**Work to do:**
Write every line out verbatim and omit the pictures.

++++++++++

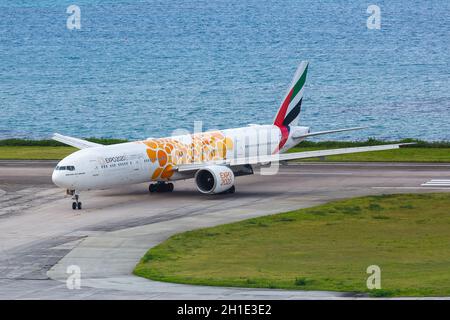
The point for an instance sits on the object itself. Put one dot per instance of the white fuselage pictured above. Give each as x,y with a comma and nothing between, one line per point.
156,159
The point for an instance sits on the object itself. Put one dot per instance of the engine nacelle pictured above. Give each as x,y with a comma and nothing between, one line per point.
214,179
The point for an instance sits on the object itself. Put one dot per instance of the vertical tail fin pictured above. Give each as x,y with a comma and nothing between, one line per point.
289,111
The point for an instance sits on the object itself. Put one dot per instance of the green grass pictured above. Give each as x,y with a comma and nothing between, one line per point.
20,149
327,247
34,153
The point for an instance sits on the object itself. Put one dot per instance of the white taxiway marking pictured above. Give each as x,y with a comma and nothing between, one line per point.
436,183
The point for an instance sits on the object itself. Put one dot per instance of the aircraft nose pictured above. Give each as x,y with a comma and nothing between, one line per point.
57,178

++++++++++

**Completed task:**
The point for an instance sits on the object itself. Put one dot per instance of the white fuselage pictured above. Give each as x,y with a comma and nothing between, one line per point.
156,159
The point for an instance sits on the object itself. Put one dot per instance of the engine nacelle pictured above. Give each as x,y with a comma and nothing between, one line per point.
214,179
The point for an instance sits on the object itself. Put one dot per instance of the vertical tail fin pictured above. Give each as x,y with a comma and nothing between, one line per point.
289,111
The point for an instance sits on the object itself. Put one dot per instance of the green grass pictured above. Give each as x,y with a comma and nothing between, one line per point.
20,149
327,247
34,153
The point for an instance sits on the object itself. Put one dot per instance of the white taxiway marking pictured above. Give each as x,y with a comma and nothing between, one line per point.
436,183
The point for an instance sits on the object itself. Put one dot per instance of the aircraft nose pictured above. Give each as x,y with a comma and nothing between, one line per point.
57,178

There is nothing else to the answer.